**** EXCERPT TO READ
Dog progesterone testing is a crucial step in ensuring the successful pregnancy and breeding of female dogs. Here is a detailed explanation of the correct methods for dog progesterone testing:

Jun 25, 2024

I. Purpose of Testing

Progesterone testing is mainly used for:

  • Evaluating the estrus cycle of dogs to determine the optimal breeding period and improve breeding success rates.
  • Predicting whether the female dog is likely to experience dystocia and preparing adequately for delivery.
  • Determining whether exogenous progesterone supplementation is needed during pregnancy, i.e., "maintaining pregnancy."
  • Assisting in the detection of reproductive system diseases, such as emotional agitation, delayed development, and decreased libido.
  • Judging the sterilization status of female dogs.

II. Testing Method

First detection time: Begin progesterone testing 3-4 days after the first discovery of bloody vaginal discharge during a female dog's estrus cycle.

Testing frequency: Test every 24-48 hours, preferably every 24 hours, to accurately track changes in progesterone levels.

Sample collection: Collect serum or plasma samples from the female dog for testing. The sample size is typically 75 μL (the sample size may vary depending on the testing instrument and kit).
********
▸ EXERCISES TO COMPLETE:
1/ In the text on dog progesterone testing, how many days after bloody vaginal discharge is first seen should testing begin?
2/ Retype the part of the dog progesterone testing text that runs from "II. Testing Method" up to and including "instrument and kit).".
**** INFORMATION SUPPLIED
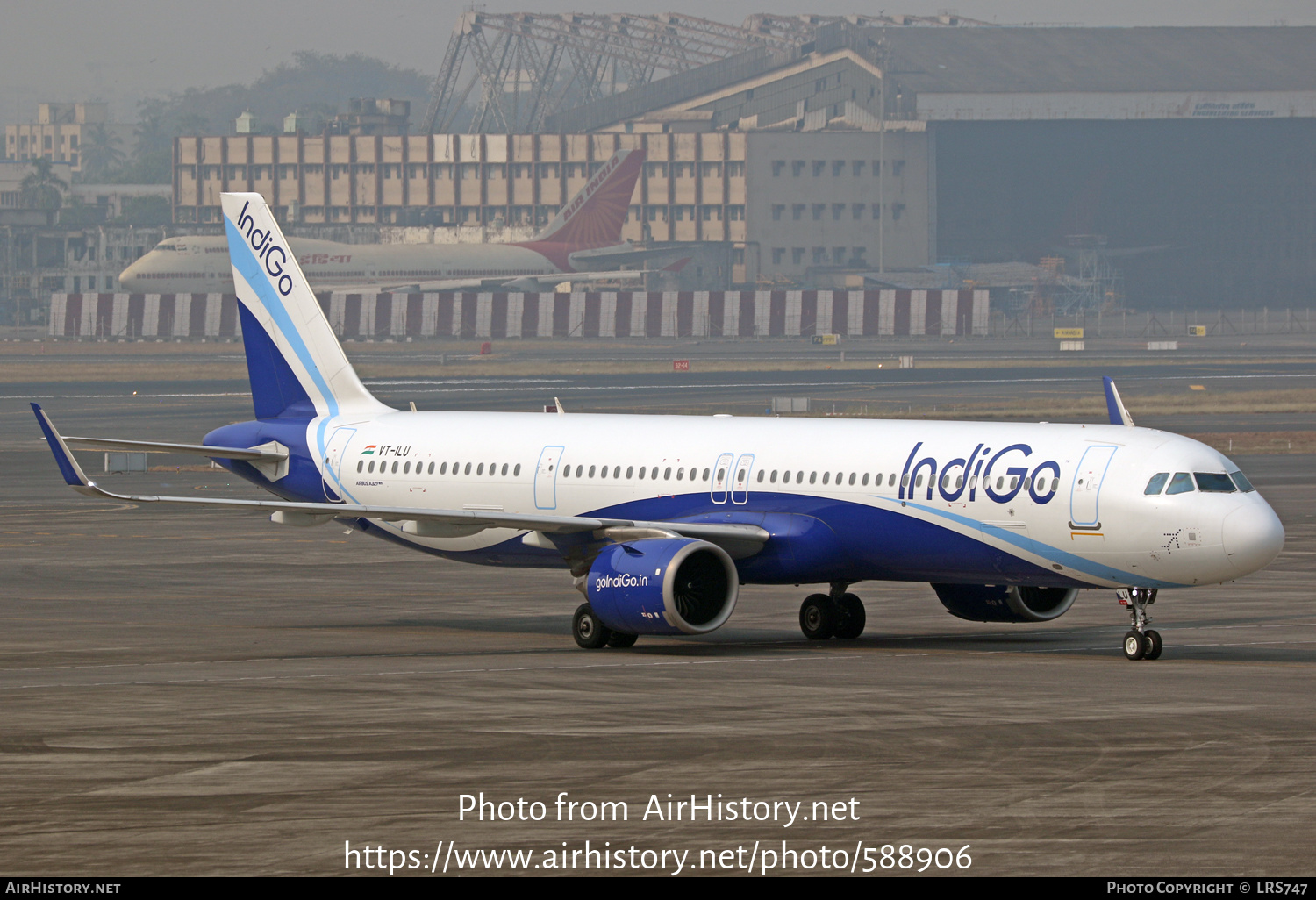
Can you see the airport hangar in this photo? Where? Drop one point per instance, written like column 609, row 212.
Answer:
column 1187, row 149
********
**** INFORMATION SUPPLIED
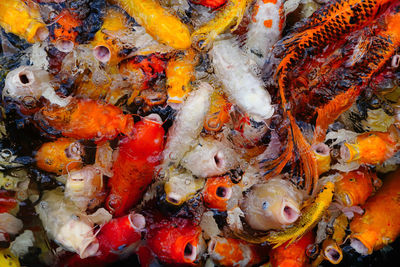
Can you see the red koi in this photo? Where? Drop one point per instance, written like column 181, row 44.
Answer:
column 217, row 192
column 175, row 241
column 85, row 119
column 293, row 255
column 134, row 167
********
▸ YOUR RESPONSES:
1/ 3-4 days after the first discovery of bloody vaginal discharge.

2/
II. Testing Method

First detection time: Begin progesterone testing 3-4 days after the first discovery of bloody vaginal discharge during a female dog's estrus cycle.

Testing frequency: Test every 24-48 hours, preferably every 24 hours, to accurately track changes in progesterone levels.

Sample collection: Collect serum or plasma samples from the female dog for testing. The sample size is typically 75 μL (the sample size may vary depending on the testing instrument and kit).